> _Aufgabe 1_: Gib die gespeicherten Zeilen wortgetreu wieder, und zwar von der Zeile mit „Exercise. Identify the red“ bis zum Ende der gespeicherten Zeilen, beide Grenzen eingeschlossen.

> _Artikel_:
# EXE starten



## Newbi (15. Feb 2004)

Hallo ich alle scripte ausprobirt aber keins lief bei mir immer fehlet entweder ein ";" oder "´)" 
neija ich möcht ein java script in meinen Hompage einbinden so das automatich einen Exe datei gestarten wid Die exe ist im selben ordner wie die page oder in einen unterordner der sich "A" nennt die exe heißt dan schlicht "A.EXE". 
Könnt ihr mir helfen dieses problem zu lösen. 
ps Bin völlig neu auf diesem gebit und habe keine Kenntnise 
MFG 
Robin Imhof


----------



## hephaistos (15. Feb 2004)

hallo,

auch wenn du ein js findest, geht das nicht so einfach, da ein browser das natürlich meldet -> eh klar, sonst könnte man ALLE Daten des Users auslesen, sachen installieren etc...

ciao


----------



## Newbi (15. Feb 2004)

könnte man das irgendwie vielleicht doch machen weil ich wollte meine Frunde etwas ärgern.
mfg
Robin


----------



## tomkruse (16. Feb 2004)

Hi!

Das geht so nicht. Sonst könnte ja jeder eine Exe in seine Homepage einbauen um Leute zu ärgern. Stell Dir vor, Du gehst nichtsahnend auf eine Website und von dort aus wird eine Exe auf Deinen Rechner kopiert, die Dir beim Netbanking über die Schulter sieht und all Deine Codes mitprotokolliert ... nicht auszudenken wenn sowas möglich wäre!

Cu - Tom.


----------



## bygones (16. Feb 2004)

*kopfkratz*

weswegen sonst sollte man eine exe datei auf seine hp stellen - dubios  ???:L  :?:


----------



## Newbi (16. Feb 2004)

Das kann ich euch sagen ich will meinem kumpel den Rechner runterfahren


----------



## bygones (16. Feb 2004)

weiß er das auch  :wink: 

nein ernsthaft - das wird nicht so einfach gehen - also auf alle Fälle nicht mit JavaScript !


----------



## Campino (17. Feb 2004)

Es stand bestimmt schon hundert mal hier:
JAVA != JAVASCRIPT

oder für Basic-programmierer:

JAVA <>JAVASCRIPT

Deine Frage hat hier also *eigentlich* nichts zu suchen...

Aber eine .exe starten ist *fast* kein Problem:

 :arrow: Binde doch nenn ActiveX-Steuerelement ein(ActiveX ist Microsofts Antwort auf Applets, hat also zigtausend Sicherheitslücken :wink: , ist nicht Plattformunabhängig und auch so sch***, aber dafür sollte es reichen). Eventuell muss man fürs runterfahren des Rechners irgend eins von Microsofts Lieblingsprodukten(Sicherheitslücken)    nutzen, aber frag dich mal rum inne Hackerszene. Ärgerlich nur, wenn dein Kumpel Linux hat...(...aber dann bringt dir ne .exe eh nichts...)


----------

> _Aufgabe 2_: Erkläre in ein bis drei Sätzen, warum sich laut dem Artikel eine EXE-Datei nicht einfach per JavaScript von einer Homepage aus starten lässt.

> _Gespeicherte Zeilen_:
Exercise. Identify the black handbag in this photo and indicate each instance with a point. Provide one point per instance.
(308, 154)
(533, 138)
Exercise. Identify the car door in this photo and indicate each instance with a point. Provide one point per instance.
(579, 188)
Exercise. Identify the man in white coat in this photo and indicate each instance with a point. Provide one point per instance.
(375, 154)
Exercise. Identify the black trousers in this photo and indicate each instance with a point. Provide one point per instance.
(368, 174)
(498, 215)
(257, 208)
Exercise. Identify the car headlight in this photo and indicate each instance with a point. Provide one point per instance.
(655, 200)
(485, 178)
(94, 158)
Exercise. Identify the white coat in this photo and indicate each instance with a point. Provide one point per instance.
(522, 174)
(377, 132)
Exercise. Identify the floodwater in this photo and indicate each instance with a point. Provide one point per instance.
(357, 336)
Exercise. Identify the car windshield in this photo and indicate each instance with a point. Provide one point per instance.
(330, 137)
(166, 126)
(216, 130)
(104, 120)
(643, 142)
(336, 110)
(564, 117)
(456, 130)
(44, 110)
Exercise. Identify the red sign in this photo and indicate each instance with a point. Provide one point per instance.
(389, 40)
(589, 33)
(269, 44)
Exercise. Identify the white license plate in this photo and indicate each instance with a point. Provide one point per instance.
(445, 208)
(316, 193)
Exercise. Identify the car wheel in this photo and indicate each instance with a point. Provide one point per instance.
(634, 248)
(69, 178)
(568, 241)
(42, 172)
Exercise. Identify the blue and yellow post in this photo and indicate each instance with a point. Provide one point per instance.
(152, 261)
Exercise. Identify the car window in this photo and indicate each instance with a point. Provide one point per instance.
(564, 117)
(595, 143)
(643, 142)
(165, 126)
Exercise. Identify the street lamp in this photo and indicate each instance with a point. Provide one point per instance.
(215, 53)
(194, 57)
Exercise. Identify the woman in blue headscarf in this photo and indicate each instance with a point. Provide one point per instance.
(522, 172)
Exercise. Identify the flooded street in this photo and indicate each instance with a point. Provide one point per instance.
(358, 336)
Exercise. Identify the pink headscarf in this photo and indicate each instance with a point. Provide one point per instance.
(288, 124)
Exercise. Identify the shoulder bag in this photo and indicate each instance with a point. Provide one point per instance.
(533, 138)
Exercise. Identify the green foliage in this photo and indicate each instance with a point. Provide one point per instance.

> _Vollständige Antwort 1_:
Exercise. Identify the red sign in this photo and indicate each instance with a point. Provide one point per instance.
(389, 40)
(589, 33)
(269, 44)
Exercise. Identify the white license plate in this photo and indicate each instance with a point. Provide one point per instance.
(445, 208)
(316, 193)
Exercise. Identify the car wheel in this photo and indicate each instance with a point. Provide one point per instance.
(634, 248)
(69, 178)
(568, 241)
(42, 172)
Exercise. Identify the blue and yellow post in this photo and indicate each instance with a point. Provide one point per instance.
(152, 261)
Exercise. Identify the car window in this photo and indicate each instance with a point. Provide one point per instance.
(564, 117)
(595, 143)
(643, 142)
(165, 126)
Exercise. Identify the street lamp in this photo and indicate each instance with a point. Provide one point per instance.
(215, 53)
(194, 57)
Exercise. Identify the woman in blue headscarf in this photo and indicate each instance with a point. Provide one point per instance.
(522, 172)
Exercise. Identify the flooded street in this photo and indicate each instance with a point. Provide one point per instance.
(358, 336)
Exercise. Identify the pink headscarf in this photo and indicate each instance with a point. Provide one point per instance.
(288, 124)
Exercise. Identify the shoulder bag in this photo and indicate each instance with a point. Provide one point per instance.
(533, 138)
Exercise. Identify the green foliage in this photo and indicate each instance with a point. Provide one point per instance.

> _Vollständige Antwort 2_: Ein Browser meldet einen solchen Versuch, denn sonst könnte man alle Daten des Users auslesen und Programme installieren. Außerdem könnte sonst jeder eine Exe in seine Homepage einbauen. Eine solche Exe könnte beim Besuch der Website auf den Rechner kopiert werden und beim Netbanking alle Codes mitprotokollieren.